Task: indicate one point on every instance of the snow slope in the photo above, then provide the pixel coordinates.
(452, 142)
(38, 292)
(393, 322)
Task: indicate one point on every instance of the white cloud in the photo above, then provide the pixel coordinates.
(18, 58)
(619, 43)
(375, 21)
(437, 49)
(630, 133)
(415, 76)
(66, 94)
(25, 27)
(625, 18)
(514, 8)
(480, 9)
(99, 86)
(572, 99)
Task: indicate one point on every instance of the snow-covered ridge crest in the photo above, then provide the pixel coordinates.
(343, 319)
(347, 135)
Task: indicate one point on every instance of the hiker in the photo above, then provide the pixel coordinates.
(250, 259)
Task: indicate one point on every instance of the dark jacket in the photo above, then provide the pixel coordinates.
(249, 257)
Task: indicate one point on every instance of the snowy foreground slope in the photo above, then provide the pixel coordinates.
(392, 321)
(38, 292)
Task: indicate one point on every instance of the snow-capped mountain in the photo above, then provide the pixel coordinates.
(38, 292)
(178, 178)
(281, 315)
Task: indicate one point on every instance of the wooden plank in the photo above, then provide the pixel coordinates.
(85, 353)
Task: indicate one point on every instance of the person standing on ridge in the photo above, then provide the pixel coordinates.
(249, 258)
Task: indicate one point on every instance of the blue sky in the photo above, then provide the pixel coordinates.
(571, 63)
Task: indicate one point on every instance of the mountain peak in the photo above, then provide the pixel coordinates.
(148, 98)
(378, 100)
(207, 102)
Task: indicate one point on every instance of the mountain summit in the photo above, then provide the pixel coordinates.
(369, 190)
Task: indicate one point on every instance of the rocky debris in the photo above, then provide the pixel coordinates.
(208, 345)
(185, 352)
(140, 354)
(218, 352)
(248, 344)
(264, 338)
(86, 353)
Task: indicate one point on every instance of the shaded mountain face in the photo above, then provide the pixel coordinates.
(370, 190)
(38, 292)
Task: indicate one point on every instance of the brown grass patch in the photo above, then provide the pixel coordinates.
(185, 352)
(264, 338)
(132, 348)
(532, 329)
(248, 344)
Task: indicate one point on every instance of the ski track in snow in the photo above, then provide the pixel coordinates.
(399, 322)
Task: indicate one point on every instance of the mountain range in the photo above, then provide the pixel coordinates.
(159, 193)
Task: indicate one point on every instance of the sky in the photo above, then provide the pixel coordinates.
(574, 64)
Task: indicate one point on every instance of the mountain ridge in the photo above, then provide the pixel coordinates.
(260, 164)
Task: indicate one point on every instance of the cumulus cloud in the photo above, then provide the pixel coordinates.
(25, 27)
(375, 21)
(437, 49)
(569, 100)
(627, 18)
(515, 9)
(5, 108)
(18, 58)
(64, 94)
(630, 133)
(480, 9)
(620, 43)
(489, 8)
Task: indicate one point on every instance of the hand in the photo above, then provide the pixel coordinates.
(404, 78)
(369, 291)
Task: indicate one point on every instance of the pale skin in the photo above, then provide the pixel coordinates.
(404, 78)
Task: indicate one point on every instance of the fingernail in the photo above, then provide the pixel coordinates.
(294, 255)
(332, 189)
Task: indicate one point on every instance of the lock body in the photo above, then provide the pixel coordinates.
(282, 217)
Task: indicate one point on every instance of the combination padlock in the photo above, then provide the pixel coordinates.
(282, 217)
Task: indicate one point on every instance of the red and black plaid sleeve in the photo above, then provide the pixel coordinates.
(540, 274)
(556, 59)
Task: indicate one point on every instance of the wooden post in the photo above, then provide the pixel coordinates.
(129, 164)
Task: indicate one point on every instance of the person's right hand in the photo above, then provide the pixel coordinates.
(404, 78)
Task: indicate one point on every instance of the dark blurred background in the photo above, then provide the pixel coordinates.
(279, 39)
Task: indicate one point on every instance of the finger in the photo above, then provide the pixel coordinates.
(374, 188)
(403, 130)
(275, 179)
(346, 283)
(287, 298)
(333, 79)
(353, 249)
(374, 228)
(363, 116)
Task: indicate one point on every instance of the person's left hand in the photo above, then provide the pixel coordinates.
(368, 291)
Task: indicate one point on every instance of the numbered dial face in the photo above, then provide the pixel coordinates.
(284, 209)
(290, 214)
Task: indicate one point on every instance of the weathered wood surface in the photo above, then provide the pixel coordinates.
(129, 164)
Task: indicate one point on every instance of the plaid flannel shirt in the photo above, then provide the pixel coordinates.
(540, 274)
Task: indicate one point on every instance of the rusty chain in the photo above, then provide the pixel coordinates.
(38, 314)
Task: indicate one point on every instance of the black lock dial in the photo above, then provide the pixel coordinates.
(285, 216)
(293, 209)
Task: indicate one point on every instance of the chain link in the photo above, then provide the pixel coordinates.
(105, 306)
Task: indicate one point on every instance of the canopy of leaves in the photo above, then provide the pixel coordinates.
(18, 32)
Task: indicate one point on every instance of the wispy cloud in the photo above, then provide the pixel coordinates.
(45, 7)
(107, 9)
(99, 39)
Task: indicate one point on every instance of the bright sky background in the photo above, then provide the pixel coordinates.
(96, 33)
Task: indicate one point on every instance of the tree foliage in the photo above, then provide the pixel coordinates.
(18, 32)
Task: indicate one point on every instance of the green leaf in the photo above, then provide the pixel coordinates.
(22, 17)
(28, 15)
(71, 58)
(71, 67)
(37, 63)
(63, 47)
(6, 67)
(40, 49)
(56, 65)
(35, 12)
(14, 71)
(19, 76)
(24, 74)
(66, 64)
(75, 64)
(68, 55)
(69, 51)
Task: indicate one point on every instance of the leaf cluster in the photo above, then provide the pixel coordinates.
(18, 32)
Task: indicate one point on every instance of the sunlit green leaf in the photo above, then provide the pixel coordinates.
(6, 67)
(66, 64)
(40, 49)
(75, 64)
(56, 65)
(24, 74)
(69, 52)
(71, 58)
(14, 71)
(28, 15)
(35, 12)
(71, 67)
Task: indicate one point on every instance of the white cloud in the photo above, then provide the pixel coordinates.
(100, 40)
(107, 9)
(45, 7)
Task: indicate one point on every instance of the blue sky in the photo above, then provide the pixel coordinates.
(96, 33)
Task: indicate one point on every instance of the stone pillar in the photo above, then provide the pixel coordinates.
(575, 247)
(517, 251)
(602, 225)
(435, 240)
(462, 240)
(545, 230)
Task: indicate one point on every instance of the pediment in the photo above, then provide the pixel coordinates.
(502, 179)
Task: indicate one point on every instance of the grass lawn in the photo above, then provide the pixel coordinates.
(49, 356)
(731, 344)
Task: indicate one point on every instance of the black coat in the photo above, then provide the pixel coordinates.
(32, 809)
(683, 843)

####

#### Task description
From the first line to the last, copy every record exactly.

#### Solution
Task: indicate one point on every instance of the snow slope in the photo above, then provide the pixel coordinates.
(452, 142)
(38, 292)
(393, 322)
Task: indicate one point on every instance of the white cloud in the photo above, then provide the pixel coordinates.
(18, 58)
(619, 43)
(375, 21)
(437, 49)
(630, 133)
(415, 76)
(66, 94)
(25, 27)
(625, 18)
(514, 8)
(480, 9)
(99, 86)
(572, 99)
Task: indicate one point on every instance of the snow-covered ridge crest in the photo above, then provide the pixel coordinates.
(343, 319)
(347, 135)
Task: indicate one point on every instance of the hiker in the photo above, then provide the pixel coordinates.
(250, 259)
Task: indicate one point on every instance of the dark jacket in the photo above, then provide the pixel coordinates.
(249, 257)
Task: indicate one point on every instance of the snowy foreground slope in the photo above, then provide the pixel coordinates.
(392, 321)
(38, 292)
Task: indicate one point on every instance of the snow-capped mountain in the photo above, then provide the pixel coordinates.
(38, 292)
(178, 178)
(281, 315)
Task: indicate one point on every instance of the wooden plank in the photo above, then provide the pixel coordinates.
(85, 353)
Task: indicate one point on every instance of the person standing on ridge in the photo above, then provide the pixel coordinates.
(249, 258)
Task: indicate one point on every instance of the blue sky in the photo above, then provide the pixel coordinates.
(571, 63)
Task: indicate one point on every instance of the mountain peak in the photo above, then provide the pixel coordinates.
(148, 98)
(378, 100)
(207, 102)
Task: indicate one point on every instance of the mountain summit in the photo above, then provide the pixel coordinates.
(369, 190)
Task: indicate one point on every instance of the rocky debris in the photo above, then provide the pixel coordinates.
(208, 345)
(185, 352)
(140, 354)
(218, 352)
(248, 344)
(264, 338)
(86, 353)
Task: indicate one point on every instance of the shaded mountain face in the photo above, then provide the pixel coordinates.
(370, 190)
(38, 292)
Task: indicate one point on every instance of the brown grass patch in the photo above, then provide the pixel coordinates.
(185, 352)
(264, 338)
(132, 348)
(532, 329)
(248, 344)
Task: indicate one point on every instance of the ski track in snow in the photo above, then provide the pixel coordinates.
(399, 322)
Task: indicate one point on every instance of the mountain range in the photo above, then provide the pixel coordinates.
(159, 193)
Task: indicate one point on every instance of the sky in the photo above, then provide the pixel coordinates.
(574, 64)
Task: indicate one point on every instance of the mountain ridge in the photo above, then provide the pixel coordinates.
(260, 164)
Task: indicate one point on every instance of the cumulus cloud in the photo above, then provide the pixel coordinates.
(25, 27)
(375, 21)
(437, 49)
(569, 100)
(627, 18)
(515, 9)
(5, 108)
(18, 58)
(64, 94)
(630, 133)
(480, 9)
(620, 43)
(489, 8)
Task: indicate one point on every instance of the hand in the photo above, then provide the pixel coordinates.
(404, 78)
(369, 291)
Task: indicate one point on every instance of the pale skin in the photo above, then provide the pixel coordinates.
(404, 78)
Task: indicate one point on every instance of the fingernail in the photo above, then provide the pixel coordinates.
(294, 255)
(332, 189)
Task: indicate one point on every instance of the lock body in the photo above, then provide the pixel coordinates.
(282, 217)
Task: indicate one point on every instance of the combination padlock in the photo above, then provide the pixel coordinates.
(282, 217)
Task: indicate one point on every instance of the red and black plaid sleeve in the photo above, then provide the pixel coordinates.
(540, 274)
(556, 59)
Task: indicate one point on every instance of the wooden post in the photo above, then provide the pixel coordinates.
(129, 164)
Task: indicate one point on every instance of the person's right hand in the photo above, then provide the pixel coordinates.
(404, 78)
Task: indicate one point on every instance of the dark blurred background in the photo above, then provide the pixel coordinates.
(279, 39)
Task: indicate one point on every instance of the finger in the photo above, then provide the pixel coordinates.
(374, 188)
(403, 130)
(275, 179)
(346, 283)
(287, 298)
(333, 79)
(353, 249)
(374, 228)
(363, 116)
Task: indicate one point on every instance of the person's left hand in the photo above, then provide the pixel coordinates.
(368, 291)
Task: indicate one point on every instance of the numbered dial face in the photo above, then provide the pixel coordinates.
(284, 209)
(290, 214)
Task: indicate one point on every instance of the weathered wood surface in the photo above, then provide the pixel coordinates.
(129, 164)
Task: indicate one point on every instance of the plaid flannel shirt in the photo above, then provide the pixel coordinates.
(540, 274)
Task: indicate one point on every instance of the rusty chain in the photo above, then provide the pixel coordinates.
(38, 314)
Task: indicate one point on every instance of the black lock dial in the photo above, then provide the pixel coordinates.
(285, 216)
(293, 209)
Task: indicate one point on every instance of the chain link in the photo above, then provide the pixel coordinates.
(105, 306)
Task: indicate one point on every instance of the canopy of leaves in the photo above, then provide the pixel coordinates.
(18, 32)
Task: indicate one point on every instance of the wispy cloud in the photo above, then provide the pixel coordinates.
(45, 7)
(107, 9)
(99, 39)
Task: indicate one point on every instance of the bright sky background in the photo above, then provide the pixel coordinates.
(96, 33)
Task: indicate one point on every instance of the tree foliage in the photo above, then provide the pixel coordinates.
(18, 32)
Task: indicate one point on every instance of the green leaf in the photo above, then provide the pixel coordinates.
(22, 17)
(28, 15)
(71, 58)
(71, 67)
(37, 63)
(63, 47)
(6, 67)
(40, 49)
(56, 65)
(35, 12)
(14, 71)
(19, 76)
(24, 74)
(66, 64)
(75, 64)
(68, 55)
(69, 51)
Task: indicate one point on every instance of the leaf cluster in the photo above, then provide the pixel coordinates.
(18, 32)
Task: indicate one point on every instance of the sunlit green leaf in the photo above, then provide the pixel coordinates.
(6, 67)
(66, 64)
(40, 49)
(75, 64)
(56, 65)
(24, 74)
(69, 52)
(71, 58)
(14, 71)
(28, 15)
(35, 12)
(71, 67)
Task: indicate one point on every instance of the white cloud in the photo above, then provide the pixel coordinates.
(100, 40)
(107, 9)
(45, 7)
Task: indicate one point on every instance of the blue sky in the photo above, then provide the pixel coordinates.
(96, 33)
Task: indicate one point on every instance of the stone pillar in the photo above, then provide the pixel coordinates.
(575, 247)
(517, 251)
(602, 225)
(435, 240)
(462, 240)
(545, 230)
Task: indicate one point on every instance of the pediment in the photo above, then provide the pixel coordinates.
(502, 179)
Task: indicate one point on every instance of the grass lawn in the photo above, then provide the pixel coordinates.
(49, 356)
(731, 344)
Task: indicate one point on every instance of the black coat in the photo above, then provide the pixel coordinates.
(32, 809)
(683, 843)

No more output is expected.